:: TO DO ::
Please set down, exactly as written, the line containing "Annotation task: mark the window sill" and every line after it through the end of the records.

:: DATA ::
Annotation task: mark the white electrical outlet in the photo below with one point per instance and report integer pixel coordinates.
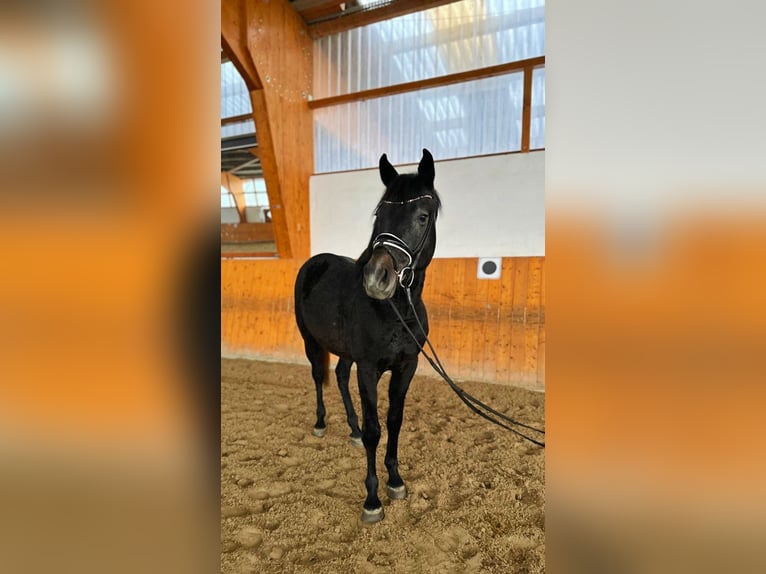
(489, 267)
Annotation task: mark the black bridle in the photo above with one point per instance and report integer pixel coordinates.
(390, 241)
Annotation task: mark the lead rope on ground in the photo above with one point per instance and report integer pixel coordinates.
(470, 401)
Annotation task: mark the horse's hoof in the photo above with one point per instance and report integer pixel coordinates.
(397, 492)
(372, 516)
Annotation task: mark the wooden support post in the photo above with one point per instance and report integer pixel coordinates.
(276, 40)
(526, 113)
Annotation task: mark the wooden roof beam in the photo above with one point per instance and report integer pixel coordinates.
(365, 17)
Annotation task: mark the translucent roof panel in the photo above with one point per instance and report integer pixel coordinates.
(456, 37)
(460, 120)
(235, 99)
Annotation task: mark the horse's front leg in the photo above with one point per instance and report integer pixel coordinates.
(397, 391)
(368, 391)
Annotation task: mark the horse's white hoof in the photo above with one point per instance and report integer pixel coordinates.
(397, 492)
(372, 516)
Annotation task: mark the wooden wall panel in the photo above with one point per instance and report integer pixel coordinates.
(246, 232)
(486, 330)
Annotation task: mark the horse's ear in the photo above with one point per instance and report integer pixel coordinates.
(426, 168)
(387, 171)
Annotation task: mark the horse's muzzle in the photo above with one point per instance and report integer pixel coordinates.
(380, 276)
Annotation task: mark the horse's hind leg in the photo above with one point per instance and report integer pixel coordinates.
(319, 360)
(343, 373)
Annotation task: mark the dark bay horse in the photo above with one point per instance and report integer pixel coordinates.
(343, 307)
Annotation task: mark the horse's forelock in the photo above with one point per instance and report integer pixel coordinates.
(408, 186)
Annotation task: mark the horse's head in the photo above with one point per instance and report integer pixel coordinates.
(404, 237)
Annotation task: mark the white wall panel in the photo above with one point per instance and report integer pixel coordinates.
(493, 206)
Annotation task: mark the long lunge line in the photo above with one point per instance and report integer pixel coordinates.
(470, 401)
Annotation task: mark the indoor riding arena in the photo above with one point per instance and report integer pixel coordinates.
(313, 93)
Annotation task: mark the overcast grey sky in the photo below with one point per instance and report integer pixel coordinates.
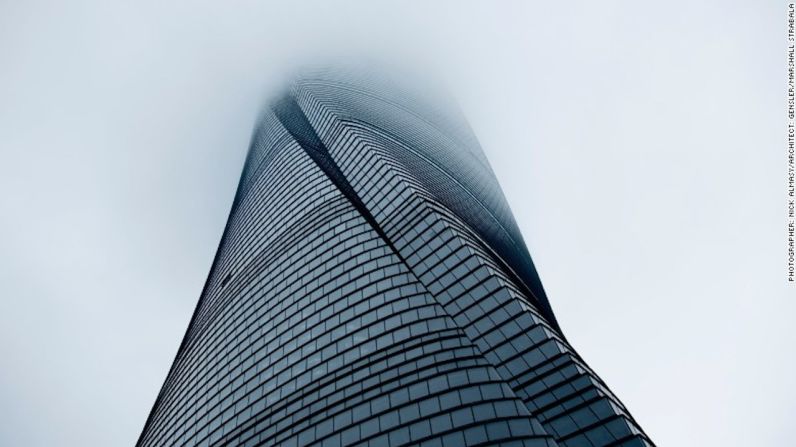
(640, 145)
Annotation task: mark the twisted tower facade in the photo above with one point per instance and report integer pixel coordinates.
(371, 288)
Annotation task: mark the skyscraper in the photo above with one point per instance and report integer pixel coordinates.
(372, 288)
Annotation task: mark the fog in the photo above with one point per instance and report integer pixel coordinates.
(640, 146)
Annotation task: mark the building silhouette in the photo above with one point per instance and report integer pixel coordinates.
(372, 288)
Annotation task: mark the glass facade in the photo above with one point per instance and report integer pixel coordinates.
(371, 288)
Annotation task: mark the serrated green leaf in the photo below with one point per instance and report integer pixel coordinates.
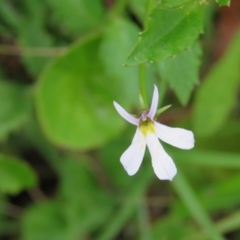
(15, 175)
(181, 72)
(217, 95)
(75, 99)
(118, 38)
(77, 16)
(173, 27)
(224, 2)
(15, 105)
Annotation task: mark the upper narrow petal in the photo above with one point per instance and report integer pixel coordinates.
(125, 114)
(163, 164)
(132, 158)
(177, 137)
(154, 103)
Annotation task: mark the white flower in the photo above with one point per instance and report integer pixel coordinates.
(148, 132)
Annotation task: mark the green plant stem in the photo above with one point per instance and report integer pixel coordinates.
(149, 7)
(142, 84)
(142, 67)
(120, 6)
(192, 203)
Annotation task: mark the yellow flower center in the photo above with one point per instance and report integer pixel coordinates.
(146, 125)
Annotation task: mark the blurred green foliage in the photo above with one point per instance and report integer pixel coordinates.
(61, 68)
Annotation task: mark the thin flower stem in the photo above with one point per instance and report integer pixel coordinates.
(142, 84)
(142, 67)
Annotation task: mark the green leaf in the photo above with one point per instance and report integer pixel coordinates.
(224, 2)
(195, 207)
(35, 35)
(15, 105)
(118, 38)
(81, 194)
(44, 221)
(76, 16)
(173, 27)
(15, 175)
(181, 72)
(138, 7)
(218, 93)
(75, 99)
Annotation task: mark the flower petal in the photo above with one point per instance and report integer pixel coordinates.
(177, 137)
(125, 114)
(163, 164)
(132, 158)
(154, 103)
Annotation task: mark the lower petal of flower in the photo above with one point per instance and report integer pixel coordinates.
(176, 137)
(132, 158)
(162, 163)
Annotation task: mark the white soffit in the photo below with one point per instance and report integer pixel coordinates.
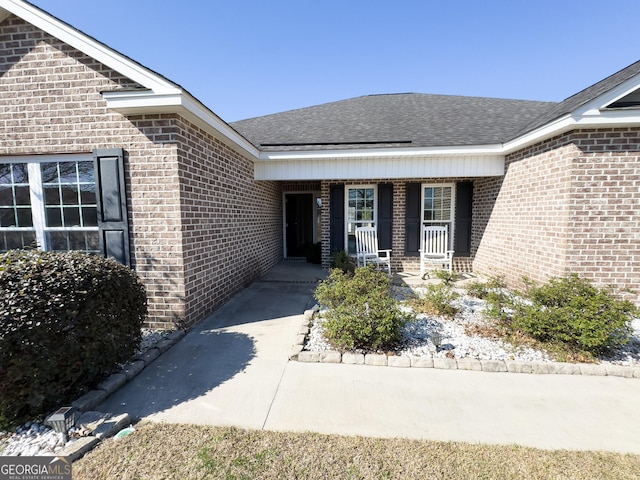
(145, 102)
(435, 166)
(89, 46)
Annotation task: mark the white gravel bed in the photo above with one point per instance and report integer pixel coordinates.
(37, 439)
(458, 343)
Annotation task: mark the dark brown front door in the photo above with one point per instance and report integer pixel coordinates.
(299, 228)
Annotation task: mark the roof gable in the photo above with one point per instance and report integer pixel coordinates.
(585, 97)
(158, 95)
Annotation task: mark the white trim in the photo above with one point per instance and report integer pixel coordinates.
(396, 152)
(37, 204)
(346, 209)
(89, 46)
(36, 194)
(381, 168)
(62, 157)
(162, 96)
(144, 102)
(452, 221)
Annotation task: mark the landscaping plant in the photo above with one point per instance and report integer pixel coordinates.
(569, 313)
(437, 299)
(341, 259)
(361, 312)
(66, 321)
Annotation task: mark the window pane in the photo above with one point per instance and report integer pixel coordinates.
(7, 217)
(71, 217)
(5, 173)
(70, 195)
(51, 195)
(89, 217)
(437, 204)
(16, 240)
(20, 173)
(49, 172)
(6, 196)
(58, 241)
(22, 195)
(70, 240)
(68, 172)
(24, 217)
(88, 194)
(54, 217)
(85, 172)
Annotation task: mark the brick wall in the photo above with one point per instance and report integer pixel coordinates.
(399, 261)
(568, 204)
(51, 103)
(232, 224)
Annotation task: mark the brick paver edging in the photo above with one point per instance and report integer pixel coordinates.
(507, 366)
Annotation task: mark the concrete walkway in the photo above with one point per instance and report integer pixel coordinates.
(233, 369)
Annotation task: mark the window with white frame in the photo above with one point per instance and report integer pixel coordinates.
(49, 203)
(438, 206)
(361, 212)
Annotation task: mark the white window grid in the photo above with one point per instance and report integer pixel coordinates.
(362, 212)
(77, 237)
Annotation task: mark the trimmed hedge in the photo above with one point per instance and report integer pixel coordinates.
(361, 313)
(66, 321)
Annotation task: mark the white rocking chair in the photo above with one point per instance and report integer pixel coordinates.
(435, 249)
(367, 251)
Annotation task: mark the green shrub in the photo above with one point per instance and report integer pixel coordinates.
(571, 311)
(66, 321)
(437, 299)
(361, 311)
(483, 289)
(341, 259)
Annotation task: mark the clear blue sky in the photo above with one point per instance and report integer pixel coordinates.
(246, 58)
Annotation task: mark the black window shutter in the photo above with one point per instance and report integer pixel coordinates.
(385, 216)
(464, 205)
(412, 221)
(112, 204)
(336, 218)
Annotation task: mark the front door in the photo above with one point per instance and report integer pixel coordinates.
(299, 208)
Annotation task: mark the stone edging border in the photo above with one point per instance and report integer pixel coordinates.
(107, 425)
(508, 366)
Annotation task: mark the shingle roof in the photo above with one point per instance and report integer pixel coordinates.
(409, 119)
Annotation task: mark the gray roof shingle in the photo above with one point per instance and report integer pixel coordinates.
(414, 120)
(408, 119)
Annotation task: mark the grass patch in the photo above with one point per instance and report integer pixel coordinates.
(167, 451)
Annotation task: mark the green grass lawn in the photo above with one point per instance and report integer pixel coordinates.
(167, 451)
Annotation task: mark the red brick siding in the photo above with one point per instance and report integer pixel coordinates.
(565, 205)
(232, 224)
(399, 261)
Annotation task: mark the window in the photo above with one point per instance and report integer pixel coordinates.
(49, 203)
(361, 212)
(437, 206)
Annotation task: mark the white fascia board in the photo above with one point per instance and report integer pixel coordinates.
(607, 98)
(131, 102)
(589, 119)
(383, 152)
(89, 46)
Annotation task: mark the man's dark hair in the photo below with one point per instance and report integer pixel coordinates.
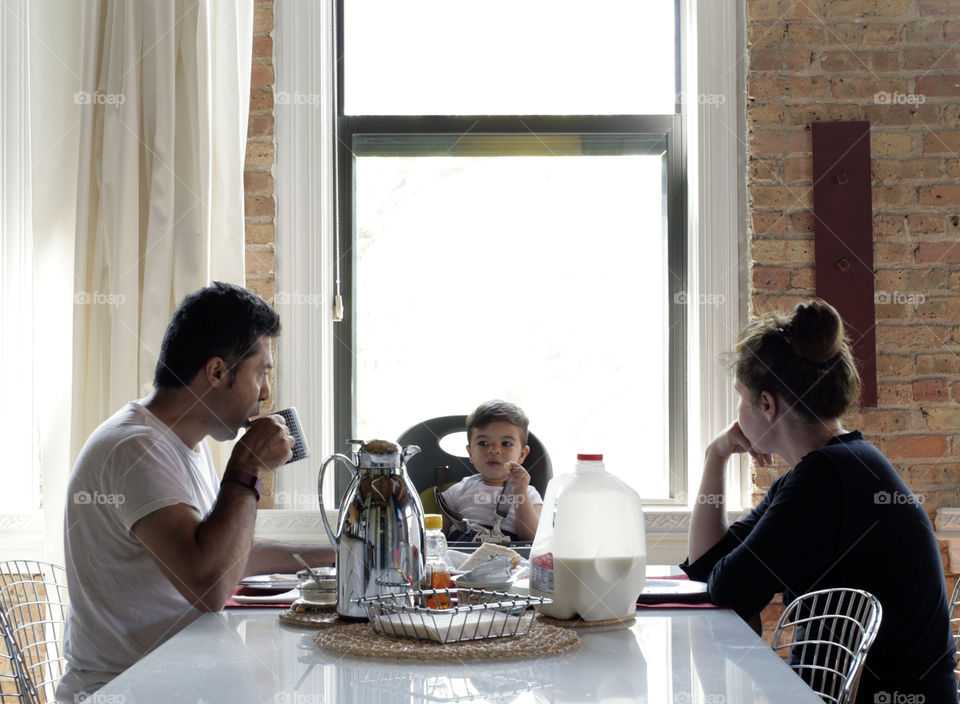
(221, 320)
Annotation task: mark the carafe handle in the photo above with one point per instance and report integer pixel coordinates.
(323, 514)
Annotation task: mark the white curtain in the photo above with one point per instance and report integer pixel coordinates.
(166, 87)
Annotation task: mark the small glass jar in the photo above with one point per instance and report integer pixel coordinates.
(323, 593)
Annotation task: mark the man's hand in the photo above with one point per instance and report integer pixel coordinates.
(266, 445)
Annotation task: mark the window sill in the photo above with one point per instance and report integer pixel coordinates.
(666, 530)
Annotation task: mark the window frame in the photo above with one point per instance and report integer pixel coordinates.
(713, 63)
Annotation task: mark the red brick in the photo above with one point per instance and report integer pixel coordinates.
(925, 223)
(261, 75)
(765, 114)
(929, 446)
(924, 59)
(780, 142)
(833, 112)
(769, 223)
(902, 336)
(882, 33)
(893, 394)
(798, 169)
(945, 194)
(938, 7)
(766, 278)
(931, 390)
(919, 115)
(891, 365)
(776, 251)
(939, 86)
(882, 61)
(260, 262)
(803, 279)
(782, 197)
(260, 182)
(937, 364)
(938, 253)
(262, 18)
(766, 34)
(892, 196)
(890, 143)
(803, 34)
(262, 47)
(259, 205)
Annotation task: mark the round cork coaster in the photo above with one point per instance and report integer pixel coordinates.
(610, 624)
(311, 617)
(359, 639)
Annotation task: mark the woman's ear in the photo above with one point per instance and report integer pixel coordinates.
(768, 405)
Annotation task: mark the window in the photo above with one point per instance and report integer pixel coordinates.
(512, 225)
(705, 154)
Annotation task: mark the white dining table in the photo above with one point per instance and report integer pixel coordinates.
(667, 656)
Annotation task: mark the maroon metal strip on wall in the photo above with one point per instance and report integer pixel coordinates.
(843, 237)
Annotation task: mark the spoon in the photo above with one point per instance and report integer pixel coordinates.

:: EXERCISE RESPONSE ::
Annotation task: mark the window sill in the photo above with one point per instance and report integer pixel coordinates.
(666, 530)
Annotation task: mark the window frame in the photo above with one point per instance and report integer pixel coordinates.
(713, 63)
Annotation task: mark the red brick in the photo above with one point per instance and report integer pixel coordinates.
(925, 223)
(261, 75)
(765, 114)
(929, 446)
(924, 59)
(780, 142)
(833, 112)
(769, 223)
(902, 336)
(882, 33)
(893, 394)
(798, 169)
(945, 194)
(938, 7)
(766, 278)
(931, 390)
(919, 115)
(891, 365)
(776, 251)
(939, 86)
(882, 61)
(260, 262)
(803, 279)
(782, 197)
(260, 182)
(937, 364)
(938, 253)
(262, 18)
(766, 34)
(892, 196)
(890, 143)
(803, 34)
(262, 47)
(259, 205)
Annotation task: mark the round cork coaster in the photo above with one point per instance and report integer pixel coordinates.
(610, 624)
(311, 617)
(359, 639)
Annotation task: mark the woman's ear in the photo above with one point per instance and report integer pixel coordinates.
(768, 405)
Annotation task: mark the window in the photo above with one point per instance and report integer pixel coordinates.
(512, 225)
(705, 154)
Annotation task: mark the white dining table in the photo above with one point per instance and report integer pixel coordinates.
(667, 656)
Annotation task: mark the maroon metal strip on wall in the photo above with one point per instance and report integer pixel coordinates.
(843, 237)
Annotation task: mark the spoon in the photo above with one point per instance and report integer pixel coordinates.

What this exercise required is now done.